***** DOCUMENT SEGMENT *****
Rory then began to brainstorm how to mitigate the restraining forces.

If he could enlist Peter, the e-commerce SVP, to build a benefits case and help him gain buy in from Sales & Marketing, he would be able to justify hiring experienced mobile e-commerce contractors to do most of the work. He would also need Peter’s team to confirm customers’ most urgent needs in a mobile solution to aggressively define a minimal viable product and prevent scope creep.

If he could prevent this work from competing with the desktop e-commerce platform replacement, maybe he could convince Charlie, the e-commerce application development VP, to lend some of his maintenance team to serve as subject matter experts, guide the implementation, and keep the contractors out of trouble. If he could frequently demonstrate regular progress towards a working tested product he could leverage Mitch’s support and prevent Grady from sabotaging the effort.

Getting Peter to agree to use existing assets rather than the vendor partner from his last gig was going to be a challenge, but Rory didn’t need to solve that problem today.

Having established workable short-term solutions for his stakeholder management risks, he pivoted to how to get the work done. This was going to be an extremely high visibility, high risk product development effort. Rory needed a leader he could trust to not only avoid getting eaten by the sharks, but also to deliver a product that customers would love to use without creating a mountain of technical debt.

Who did he know with e-commerce delivery experience that he could ask to lead this effort, someone who wasn’t already working on the desktop website transformation?
*****
STATED EXERCISE 1:
Answer these questions from the passage about Rory, one answer per line, marked (a), (b), (c):
(a) What is Peter's job title?
(b) Whose support could Rory leverage by frequently demonstrating progress?
(c) What did Rory want the new leader to deliver a product without creating?
STATED EXERCISE 2:
Translate this sentence from the passage about Rory into Spanish: "Getting Peter to agree to use existing assets rather than the vendor partner from his last gig was going to be a challenge, but Rory didn’t need to solve that problem today."
STATED EXERCISE 3:
List every person named in the passage about Rory.
***** SUPPLIED RECORDS *****
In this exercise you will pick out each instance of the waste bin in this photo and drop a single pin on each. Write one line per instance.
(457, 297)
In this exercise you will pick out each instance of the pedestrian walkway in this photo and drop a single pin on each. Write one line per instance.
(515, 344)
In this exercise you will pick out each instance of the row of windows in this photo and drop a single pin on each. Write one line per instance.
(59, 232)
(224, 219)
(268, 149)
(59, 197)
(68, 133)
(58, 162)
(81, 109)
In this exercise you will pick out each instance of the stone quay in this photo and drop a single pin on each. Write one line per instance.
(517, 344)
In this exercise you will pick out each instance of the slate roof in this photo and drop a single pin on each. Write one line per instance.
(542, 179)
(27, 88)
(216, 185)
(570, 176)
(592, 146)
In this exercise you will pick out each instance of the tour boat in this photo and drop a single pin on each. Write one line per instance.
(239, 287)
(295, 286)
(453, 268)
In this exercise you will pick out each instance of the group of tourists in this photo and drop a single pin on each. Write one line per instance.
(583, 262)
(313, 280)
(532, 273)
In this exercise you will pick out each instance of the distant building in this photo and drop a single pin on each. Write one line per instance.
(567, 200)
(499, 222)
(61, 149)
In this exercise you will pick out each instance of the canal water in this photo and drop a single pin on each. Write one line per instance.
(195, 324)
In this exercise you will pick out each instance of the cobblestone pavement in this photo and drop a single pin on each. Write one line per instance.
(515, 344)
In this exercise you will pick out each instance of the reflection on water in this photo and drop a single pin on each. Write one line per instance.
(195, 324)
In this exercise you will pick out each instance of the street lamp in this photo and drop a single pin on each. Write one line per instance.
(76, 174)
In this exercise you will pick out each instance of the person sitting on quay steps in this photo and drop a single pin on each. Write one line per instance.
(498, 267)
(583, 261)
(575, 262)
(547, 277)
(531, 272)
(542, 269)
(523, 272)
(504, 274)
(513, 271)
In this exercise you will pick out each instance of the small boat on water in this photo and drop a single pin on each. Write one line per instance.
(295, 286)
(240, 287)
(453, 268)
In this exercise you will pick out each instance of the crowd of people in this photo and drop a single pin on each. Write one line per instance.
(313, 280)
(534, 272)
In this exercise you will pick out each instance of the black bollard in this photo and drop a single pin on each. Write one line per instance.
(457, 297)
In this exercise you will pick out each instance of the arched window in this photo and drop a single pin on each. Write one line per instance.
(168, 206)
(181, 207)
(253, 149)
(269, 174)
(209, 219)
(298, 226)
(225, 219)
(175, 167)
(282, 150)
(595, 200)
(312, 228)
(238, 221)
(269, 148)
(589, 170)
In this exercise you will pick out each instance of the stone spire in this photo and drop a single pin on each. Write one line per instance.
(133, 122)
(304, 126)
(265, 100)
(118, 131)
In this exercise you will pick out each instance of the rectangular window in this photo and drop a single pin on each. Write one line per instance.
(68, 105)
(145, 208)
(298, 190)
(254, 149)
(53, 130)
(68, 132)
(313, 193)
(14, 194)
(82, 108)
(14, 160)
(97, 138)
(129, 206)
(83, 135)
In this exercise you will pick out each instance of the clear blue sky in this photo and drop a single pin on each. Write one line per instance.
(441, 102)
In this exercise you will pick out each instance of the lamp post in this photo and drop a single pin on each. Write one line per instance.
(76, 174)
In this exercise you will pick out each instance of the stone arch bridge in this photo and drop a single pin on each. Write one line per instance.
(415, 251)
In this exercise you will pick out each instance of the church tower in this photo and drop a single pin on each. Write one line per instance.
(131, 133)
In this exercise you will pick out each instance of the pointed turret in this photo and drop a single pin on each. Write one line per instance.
*****
FULL OUTPUT 1:
(a) E-commerce SVP
(b) Mitch's
(c) A mountain of technical debt

FULL OUTPUT 2:
Conseguir que Peter aceptara usar los recursos existentes en lugar del proveedor asociado de su último trabajo iba a ser un desafío, pero Rory no necesitaba resolver ese problema hoy.

FULL OUTPUT 3:
Rory
Peter
Charlie
Mitch
Grady